Conversion to sharing, to letting go of excess, and making friends with those who lack what we have is not impossible with God, not impossible for anyone who is a disciple of Jesus. Impossible prayers: ending nuclear weapons buildup and threats; ending terrorism; ending rhetoric that leads to frenzies of hate, violence, and murder; and even ending the legal though unjust crimes of the death penalty, abortion, and eliminating those who are expendable? Impossible: to be converted to compassion, generosity, and humility as individuals? Impossible: to be converted to communities of faith who are more concerned with healing and making holy the world than attending to our own in-house church concerns? Impossible: to be converted to the Body of Christ and experience communion by sharing our bread, shelter, education, medicine, hope, and human dignity with others as ritually and reverently as we do in church? Impossible: to be converted to creation and to reclaiming and repairing the ground, waters, air, old growth and rain forests, resources, and creatures for our children, at least down to the seventh generation?
        Is it impossible to become passionate about the Jubilee Year 2000 during these three years dedicated to the Trinity, and to commit our nation to canceling the Third World’s unjust debt, redistributing land, health care, and educational opportunities? We can set prisoners of despair free. Oh, would we be laying up treasure in heaven and knowing the rewards here on earth soon enough! Eternal life and earth would overlap visibly.

PROMPT 1. In the reflection on impossible conversions, list each thing it says we might share with others "as ritually and reverently as we do in church."
PROMPT 2. Pick up the reflection on impossible conversions right after its final sentence and write the next few sentences.

SOURCE DATA.
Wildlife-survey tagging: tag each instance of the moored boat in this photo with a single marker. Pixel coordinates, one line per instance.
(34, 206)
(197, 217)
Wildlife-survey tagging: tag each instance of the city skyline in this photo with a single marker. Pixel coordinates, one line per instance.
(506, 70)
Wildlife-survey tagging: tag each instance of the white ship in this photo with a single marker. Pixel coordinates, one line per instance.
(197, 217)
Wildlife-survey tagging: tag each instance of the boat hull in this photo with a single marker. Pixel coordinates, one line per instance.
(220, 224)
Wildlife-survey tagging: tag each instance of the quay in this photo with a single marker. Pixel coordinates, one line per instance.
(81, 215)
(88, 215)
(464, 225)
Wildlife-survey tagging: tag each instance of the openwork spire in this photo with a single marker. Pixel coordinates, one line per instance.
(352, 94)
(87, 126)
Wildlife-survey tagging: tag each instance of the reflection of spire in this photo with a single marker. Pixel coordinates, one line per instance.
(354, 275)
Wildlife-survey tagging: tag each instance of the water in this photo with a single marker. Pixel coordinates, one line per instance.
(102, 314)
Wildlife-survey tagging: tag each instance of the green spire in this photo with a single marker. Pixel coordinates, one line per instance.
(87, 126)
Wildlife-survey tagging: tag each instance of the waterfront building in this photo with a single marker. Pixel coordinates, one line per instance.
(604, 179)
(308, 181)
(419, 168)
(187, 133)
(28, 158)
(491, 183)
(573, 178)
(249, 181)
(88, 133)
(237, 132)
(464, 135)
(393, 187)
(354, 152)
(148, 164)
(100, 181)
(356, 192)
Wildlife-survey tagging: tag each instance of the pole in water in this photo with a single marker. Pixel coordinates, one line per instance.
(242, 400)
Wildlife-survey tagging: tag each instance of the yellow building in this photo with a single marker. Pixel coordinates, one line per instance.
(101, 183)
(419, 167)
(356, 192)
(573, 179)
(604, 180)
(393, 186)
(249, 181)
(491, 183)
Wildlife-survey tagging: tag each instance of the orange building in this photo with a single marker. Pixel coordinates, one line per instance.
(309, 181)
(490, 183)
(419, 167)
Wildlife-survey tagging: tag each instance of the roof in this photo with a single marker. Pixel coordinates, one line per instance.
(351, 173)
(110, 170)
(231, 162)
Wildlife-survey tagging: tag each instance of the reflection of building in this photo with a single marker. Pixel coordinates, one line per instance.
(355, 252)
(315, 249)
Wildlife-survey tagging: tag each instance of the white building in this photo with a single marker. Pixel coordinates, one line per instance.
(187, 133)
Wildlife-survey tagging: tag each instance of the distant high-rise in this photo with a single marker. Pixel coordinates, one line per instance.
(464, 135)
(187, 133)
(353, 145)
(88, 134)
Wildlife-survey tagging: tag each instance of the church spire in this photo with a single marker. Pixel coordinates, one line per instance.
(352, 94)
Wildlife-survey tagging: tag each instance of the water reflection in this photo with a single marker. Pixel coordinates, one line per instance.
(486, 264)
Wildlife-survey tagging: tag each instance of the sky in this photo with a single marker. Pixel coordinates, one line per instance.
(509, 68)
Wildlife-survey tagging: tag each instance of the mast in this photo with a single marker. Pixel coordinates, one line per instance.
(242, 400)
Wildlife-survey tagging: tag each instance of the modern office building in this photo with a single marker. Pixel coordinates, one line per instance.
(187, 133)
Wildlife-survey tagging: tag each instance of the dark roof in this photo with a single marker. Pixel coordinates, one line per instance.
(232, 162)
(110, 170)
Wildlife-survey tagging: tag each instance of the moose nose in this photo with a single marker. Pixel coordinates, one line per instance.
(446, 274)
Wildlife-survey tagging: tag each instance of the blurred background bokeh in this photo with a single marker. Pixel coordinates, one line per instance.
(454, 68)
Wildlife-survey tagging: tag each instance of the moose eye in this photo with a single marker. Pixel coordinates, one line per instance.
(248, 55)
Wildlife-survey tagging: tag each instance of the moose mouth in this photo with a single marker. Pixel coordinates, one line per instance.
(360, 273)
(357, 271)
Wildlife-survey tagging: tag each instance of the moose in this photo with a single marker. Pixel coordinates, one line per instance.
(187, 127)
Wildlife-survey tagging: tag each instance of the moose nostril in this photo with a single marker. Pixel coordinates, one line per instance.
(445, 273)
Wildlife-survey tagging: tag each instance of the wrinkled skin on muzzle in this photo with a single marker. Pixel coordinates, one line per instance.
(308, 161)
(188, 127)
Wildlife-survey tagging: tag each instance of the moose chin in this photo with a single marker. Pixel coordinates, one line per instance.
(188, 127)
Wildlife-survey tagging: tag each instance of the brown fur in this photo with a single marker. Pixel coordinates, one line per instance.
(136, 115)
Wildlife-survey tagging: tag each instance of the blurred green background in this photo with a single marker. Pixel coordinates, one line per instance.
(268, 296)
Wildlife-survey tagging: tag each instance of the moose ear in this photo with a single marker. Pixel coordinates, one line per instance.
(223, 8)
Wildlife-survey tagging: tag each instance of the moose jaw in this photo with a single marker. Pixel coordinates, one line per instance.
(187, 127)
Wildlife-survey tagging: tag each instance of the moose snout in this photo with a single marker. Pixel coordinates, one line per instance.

EXERCISE RESULT 1. bread, shelter, education, medicine, hope, human dignity

EXERCISE RESULT 2.
       “Your kingdom come, your will be done on earth as it is in heaven” would be more than a mindless prayer. Jesus’ impossible prayer of blessing, of hope for all God’s children born of something impossible, is incarnation—a God that prefers human flesh to bright divinity and will die with us so that we can learn the impossible love of God found in uncrucifying and taking down all those hung disgracefully and standing together to face resurrection.
        Impossible? Improbable? Perhaps Incarnation proclaims that the merely improbable is easy, and what was thought to be impossible just takes time and conversion, some laying up of treasure in heaven, among the poor here, and returning to the invitation of Jesus: now, you can come and follow me. Let’s start on the impossible together so that by the year of our Lord 2000, the Lord only knows what will have come to pass!